TASK OBJECTIVE: Pull out each line of the items below that contains the string "green", and copy those lines.

Bounding-box records:
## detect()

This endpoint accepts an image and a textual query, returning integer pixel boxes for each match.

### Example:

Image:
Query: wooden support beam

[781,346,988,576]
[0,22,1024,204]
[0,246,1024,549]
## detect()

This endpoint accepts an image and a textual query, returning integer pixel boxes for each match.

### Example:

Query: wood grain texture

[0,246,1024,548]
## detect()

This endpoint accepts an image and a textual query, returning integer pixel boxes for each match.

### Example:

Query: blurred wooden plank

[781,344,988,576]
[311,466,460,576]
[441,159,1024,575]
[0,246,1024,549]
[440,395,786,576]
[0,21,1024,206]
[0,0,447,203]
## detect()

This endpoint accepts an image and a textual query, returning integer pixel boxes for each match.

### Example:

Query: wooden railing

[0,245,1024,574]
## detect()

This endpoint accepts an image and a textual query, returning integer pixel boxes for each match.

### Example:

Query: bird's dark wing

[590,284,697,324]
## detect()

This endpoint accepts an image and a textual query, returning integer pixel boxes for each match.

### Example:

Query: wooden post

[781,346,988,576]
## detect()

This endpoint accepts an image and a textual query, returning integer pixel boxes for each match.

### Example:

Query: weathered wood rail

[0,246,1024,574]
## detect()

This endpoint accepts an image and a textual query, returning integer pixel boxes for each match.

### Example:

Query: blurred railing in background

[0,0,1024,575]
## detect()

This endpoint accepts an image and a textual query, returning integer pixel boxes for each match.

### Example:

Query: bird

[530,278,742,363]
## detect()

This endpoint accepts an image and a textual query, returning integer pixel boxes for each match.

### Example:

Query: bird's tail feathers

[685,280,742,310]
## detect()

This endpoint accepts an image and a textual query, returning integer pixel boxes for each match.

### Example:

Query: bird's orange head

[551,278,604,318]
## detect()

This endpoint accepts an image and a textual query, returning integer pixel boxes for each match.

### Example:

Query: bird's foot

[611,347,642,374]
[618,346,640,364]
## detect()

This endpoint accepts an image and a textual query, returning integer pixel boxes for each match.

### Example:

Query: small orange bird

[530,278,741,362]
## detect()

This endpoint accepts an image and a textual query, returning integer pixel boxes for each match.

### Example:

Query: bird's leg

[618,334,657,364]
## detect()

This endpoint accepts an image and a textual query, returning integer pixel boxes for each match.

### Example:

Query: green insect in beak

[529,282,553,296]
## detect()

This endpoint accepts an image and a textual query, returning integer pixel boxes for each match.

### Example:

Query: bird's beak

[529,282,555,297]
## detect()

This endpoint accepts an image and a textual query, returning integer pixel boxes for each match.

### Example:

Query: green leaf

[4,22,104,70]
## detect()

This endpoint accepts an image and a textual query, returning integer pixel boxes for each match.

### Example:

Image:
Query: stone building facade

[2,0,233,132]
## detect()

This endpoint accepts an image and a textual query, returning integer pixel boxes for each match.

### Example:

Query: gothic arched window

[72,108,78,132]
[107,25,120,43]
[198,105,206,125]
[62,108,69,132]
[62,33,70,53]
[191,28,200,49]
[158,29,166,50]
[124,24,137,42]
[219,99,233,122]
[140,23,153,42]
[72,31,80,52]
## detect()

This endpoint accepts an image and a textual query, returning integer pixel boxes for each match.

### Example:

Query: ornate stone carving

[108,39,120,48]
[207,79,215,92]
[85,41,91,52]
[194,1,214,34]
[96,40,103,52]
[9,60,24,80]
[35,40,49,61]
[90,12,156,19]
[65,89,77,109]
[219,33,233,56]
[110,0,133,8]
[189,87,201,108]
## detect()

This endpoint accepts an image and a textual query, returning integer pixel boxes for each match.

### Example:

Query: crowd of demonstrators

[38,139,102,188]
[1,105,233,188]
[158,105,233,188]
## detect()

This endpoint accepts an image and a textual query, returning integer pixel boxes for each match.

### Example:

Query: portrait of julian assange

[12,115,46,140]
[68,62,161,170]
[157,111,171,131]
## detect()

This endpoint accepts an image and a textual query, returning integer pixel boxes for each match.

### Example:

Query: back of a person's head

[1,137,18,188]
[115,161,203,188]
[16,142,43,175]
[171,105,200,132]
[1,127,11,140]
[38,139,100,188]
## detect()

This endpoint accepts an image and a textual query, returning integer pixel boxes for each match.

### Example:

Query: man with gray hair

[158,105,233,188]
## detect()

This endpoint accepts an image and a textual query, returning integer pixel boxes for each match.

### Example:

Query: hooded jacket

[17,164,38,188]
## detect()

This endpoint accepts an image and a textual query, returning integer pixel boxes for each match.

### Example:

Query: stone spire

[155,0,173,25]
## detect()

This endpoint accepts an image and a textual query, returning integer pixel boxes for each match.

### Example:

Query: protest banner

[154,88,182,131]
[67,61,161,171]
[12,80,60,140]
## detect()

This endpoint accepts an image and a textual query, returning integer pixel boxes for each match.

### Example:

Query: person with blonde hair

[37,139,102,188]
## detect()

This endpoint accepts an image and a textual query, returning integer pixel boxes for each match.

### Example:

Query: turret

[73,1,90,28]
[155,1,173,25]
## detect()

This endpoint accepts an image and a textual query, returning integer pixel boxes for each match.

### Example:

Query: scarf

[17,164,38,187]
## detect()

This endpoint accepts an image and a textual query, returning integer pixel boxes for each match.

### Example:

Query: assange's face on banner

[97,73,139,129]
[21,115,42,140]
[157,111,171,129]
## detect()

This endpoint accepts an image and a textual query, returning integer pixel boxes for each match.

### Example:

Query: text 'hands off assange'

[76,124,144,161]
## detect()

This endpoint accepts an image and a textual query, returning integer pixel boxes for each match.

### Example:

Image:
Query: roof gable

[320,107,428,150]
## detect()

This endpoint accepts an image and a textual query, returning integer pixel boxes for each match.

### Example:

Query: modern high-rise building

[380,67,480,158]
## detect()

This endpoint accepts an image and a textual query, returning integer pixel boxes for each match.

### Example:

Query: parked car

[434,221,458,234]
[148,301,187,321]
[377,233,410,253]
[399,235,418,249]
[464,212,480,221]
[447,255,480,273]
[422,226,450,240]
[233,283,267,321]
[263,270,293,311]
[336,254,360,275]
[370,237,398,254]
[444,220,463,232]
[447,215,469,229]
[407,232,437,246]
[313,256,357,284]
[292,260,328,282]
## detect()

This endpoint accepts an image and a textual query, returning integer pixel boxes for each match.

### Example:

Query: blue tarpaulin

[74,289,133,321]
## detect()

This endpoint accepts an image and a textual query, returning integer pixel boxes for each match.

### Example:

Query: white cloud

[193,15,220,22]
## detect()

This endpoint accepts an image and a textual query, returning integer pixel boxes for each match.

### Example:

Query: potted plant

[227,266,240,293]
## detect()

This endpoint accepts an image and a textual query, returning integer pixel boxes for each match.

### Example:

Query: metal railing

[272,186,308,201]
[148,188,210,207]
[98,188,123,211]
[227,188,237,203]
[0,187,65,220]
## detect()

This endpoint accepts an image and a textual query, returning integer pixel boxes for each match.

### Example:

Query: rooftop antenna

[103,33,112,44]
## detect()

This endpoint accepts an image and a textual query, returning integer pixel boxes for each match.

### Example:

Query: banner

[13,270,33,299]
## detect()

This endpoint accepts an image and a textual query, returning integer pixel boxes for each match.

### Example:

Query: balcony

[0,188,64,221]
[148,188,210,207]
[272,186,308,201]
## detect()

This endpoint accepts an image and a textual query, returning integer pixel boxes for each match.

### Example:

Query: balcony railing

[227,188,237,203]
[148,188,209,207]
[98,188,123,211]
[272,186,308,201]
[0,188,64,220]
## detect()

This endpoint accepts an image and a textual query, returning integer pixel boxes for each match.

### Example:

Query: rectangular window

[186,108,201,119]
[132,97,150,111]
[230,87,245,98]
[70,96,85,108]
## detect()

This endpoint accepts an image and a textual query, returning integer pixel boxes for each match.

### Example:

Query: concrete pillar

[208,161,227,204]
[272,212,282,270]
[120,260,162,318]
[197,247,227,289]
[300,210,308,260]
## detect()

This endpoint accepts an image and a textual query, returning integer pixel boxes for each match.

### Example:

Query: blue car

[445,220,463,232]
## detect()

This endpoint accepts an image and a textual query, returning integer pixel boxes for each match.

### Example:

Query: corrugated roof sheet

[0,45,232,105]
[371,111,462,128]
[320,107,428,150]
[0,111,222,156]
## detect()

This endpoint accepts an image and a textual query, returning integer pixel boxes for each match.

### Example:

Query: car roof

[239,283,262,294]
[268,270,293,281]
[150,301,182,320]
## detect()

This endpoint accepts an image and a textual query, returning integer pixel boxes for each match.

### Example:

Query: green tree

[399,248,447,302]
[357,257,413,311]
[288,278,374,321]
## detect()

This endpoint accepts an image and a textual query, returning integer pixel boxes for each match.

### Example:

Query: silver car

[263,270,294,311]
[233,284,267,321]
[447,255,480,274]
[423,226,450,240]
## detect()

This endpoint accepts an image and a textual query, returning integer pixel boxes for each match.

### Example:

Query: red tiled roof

SOLUTION TO THIS EXERCISE:
Query: green insect in beak
Query: green leaf
Query: green tree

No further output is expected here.